▶ SOURCE EXTRACT:
-------------------------

Hamish Douglass bought it when no one would - now Bell Potter’s doing the same
Back in 2015 at a grand adviser roadshow hosted by Magellan Financial Group, then-chief investment officer Hamish Douglass provided what everyone expected: a portfolio update filled with the usual suspects - Mastercard, Visa, Nestlé, Microsoft… the world’s titans.
Then he revealed a name that confused even his most devout followers: Woolworths.
My first reaction: Seriously?
I was the first one to ask the question: “Hamish, I thought you invest only in quality businesses?”
Douglass, arguably in his prime as an active manager at the time, chuckled and explained that Australia had one of the most attractive grocery markets in the world in terms of margins, profitability and concentration of operators.
At the time, Woolies’ share price had collapsed from $31 to $18 in what Douglass described as “the perfect storm of mismanagement.” It was pouring money into its doomed Masters hardware chain while bleeding customers to rivals waging an all-out price war.
But he was confident it was a quality business that could turn around - a rare contrarian play for the man who popularised global mega-caps riding structural tailwinds among investors locally.
And it worked. Over the following years, Woolworths recovered spectacularly, more than doubling from those lows before Douglass finally sold out on valuation grounds.
So when a new research note put the spotlight back on Woolworths, it was hard not to think - haven’t we been here before?
A new conviction in Woolworths (ASX: WOW)
Bell Potter revealed that it rotated its exposure within the supermarket sector, adding Woolworths to its Australian Equity Core Portfolio at a 3% weight, while removing Coles (ASX: COL) and trimming Seven Group Holdings (ASX: SVW) to fund the move.
The firm’s strategists - Paul Basha, Rob Crookston and Evelyn Murdoch - said the shift reflects a view that cost-of-living pressures are easing and that defensive, non-discretionary earnings are set to outperform.
“Our investment case is predicated on a positive view of supermarkets. Supermarkets have been the first beneficiary of the cost-of-living pressures easing with shoppers choosing convenience of one destination, and increasing basket size. WOW is trading at a discount to COL which we think it can close,” they wrote.

-------------------------

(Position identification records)

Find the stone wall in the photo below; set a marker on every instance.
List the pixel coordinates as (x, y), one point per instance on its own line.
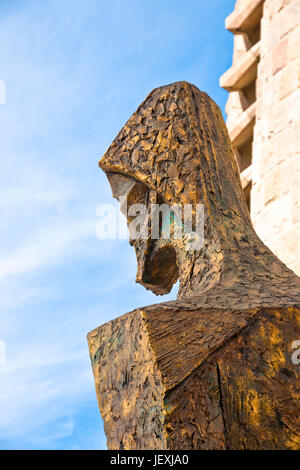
(263, 111)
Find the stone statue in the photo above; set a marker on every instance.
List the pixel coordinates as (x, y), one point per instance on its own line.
(213, 369)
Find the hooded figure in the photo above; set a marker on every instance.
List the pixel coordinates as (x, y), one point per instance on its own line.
(212, 370)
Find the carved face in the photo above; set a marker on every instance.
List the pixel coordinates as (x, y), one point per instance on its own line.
(156, 259)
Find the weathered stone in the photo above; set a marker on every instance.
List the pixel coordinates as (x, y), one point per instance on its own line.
(213, 369)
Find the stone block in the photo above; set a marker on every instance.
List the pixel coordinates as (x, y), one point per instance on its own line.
(289, 79)
(289, 18)
(279, 56)
(293, 44)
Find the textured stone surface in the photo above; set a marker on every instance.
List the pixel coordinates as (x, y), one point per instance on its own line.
(275, 133)
(213, 369)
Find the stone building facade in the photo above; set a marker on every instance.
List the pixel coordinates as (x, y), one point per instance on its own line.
(263, 112)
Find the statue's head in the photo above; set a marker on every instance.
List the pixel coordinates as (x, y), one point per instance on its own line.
(173, 150)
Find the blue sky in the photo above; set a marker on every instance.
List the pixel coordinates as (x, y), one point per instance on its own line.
(75, 71)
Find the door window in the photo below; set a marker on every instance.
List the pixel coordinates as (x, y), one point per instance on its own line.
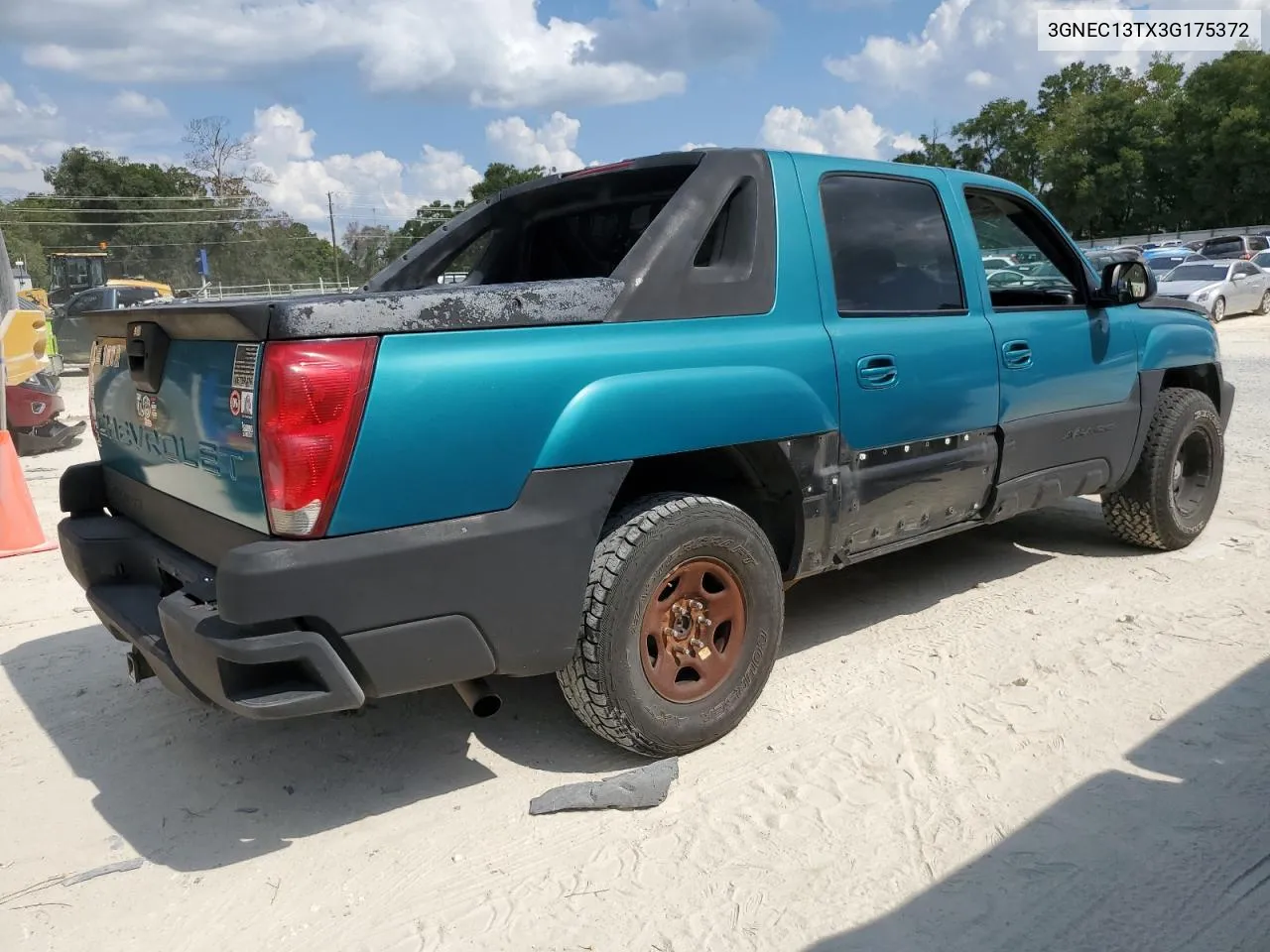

-------------------------

▶ TASK 1:
Copy the position identification entries from the line containing "Find the door" through the end of the entries, and leave out the pictures.
▶ TASK 2:
Continue the article on Bell Potter adding Woolworths to its portfolio, picking up after its last sentence.

▶ EXERCISE RESPONSE 1:
Find the door window in the photo below; set a marker on every instance.
List the pixel coordinates as (x, y), one point per instance on its own line.

▶ EXERCISE RESPONSE 2:
Bell Potter believes Woolworths has reached an inflection point - sentiment has been poor, but the worst may now be behind it. The team notes that Woolworths’ first-quarter sales update marked “a line in the sand” after two years of earnings downgrades.
“[It was] the first update in a while without a downgrade, with early signs that trading momentum is stabilising,” the strategists wrote, adding “ WOW’s risk/reward has improved.”
Food for thought
Bell Potter’s case for Woolworths rests on three elements: quality, growth, and value; supported by a friendlier backdrop:
1) Quality: Woolworths remains “Australia’s #1 supermarket” with a vast store network and unrivalled supply chain efficiency, giving it “a wide competitive moat and a highly defensive, non-discretionary earnings stream.”
2) Growth: After two years of downgrades, Bell Potter believes the cycle has turned. The firm forecasts EPS growth of around 11% over the next three years, supported by margin recovery and stabilising consumer demand.
3) Value: It's stock now trades at 21.7x forward earnings, with a 3.5% dividend yield. Meanwhile, Coles is on a P/E of 25.8 and about the same yield.
“Valuation now supports the switch. WOW trades at a discount to COL and to its own history (we see scope to close part of both), while both names screen on PEGs around ~2x—attractive for large-cap domestic staples,” Bell Potter wrote.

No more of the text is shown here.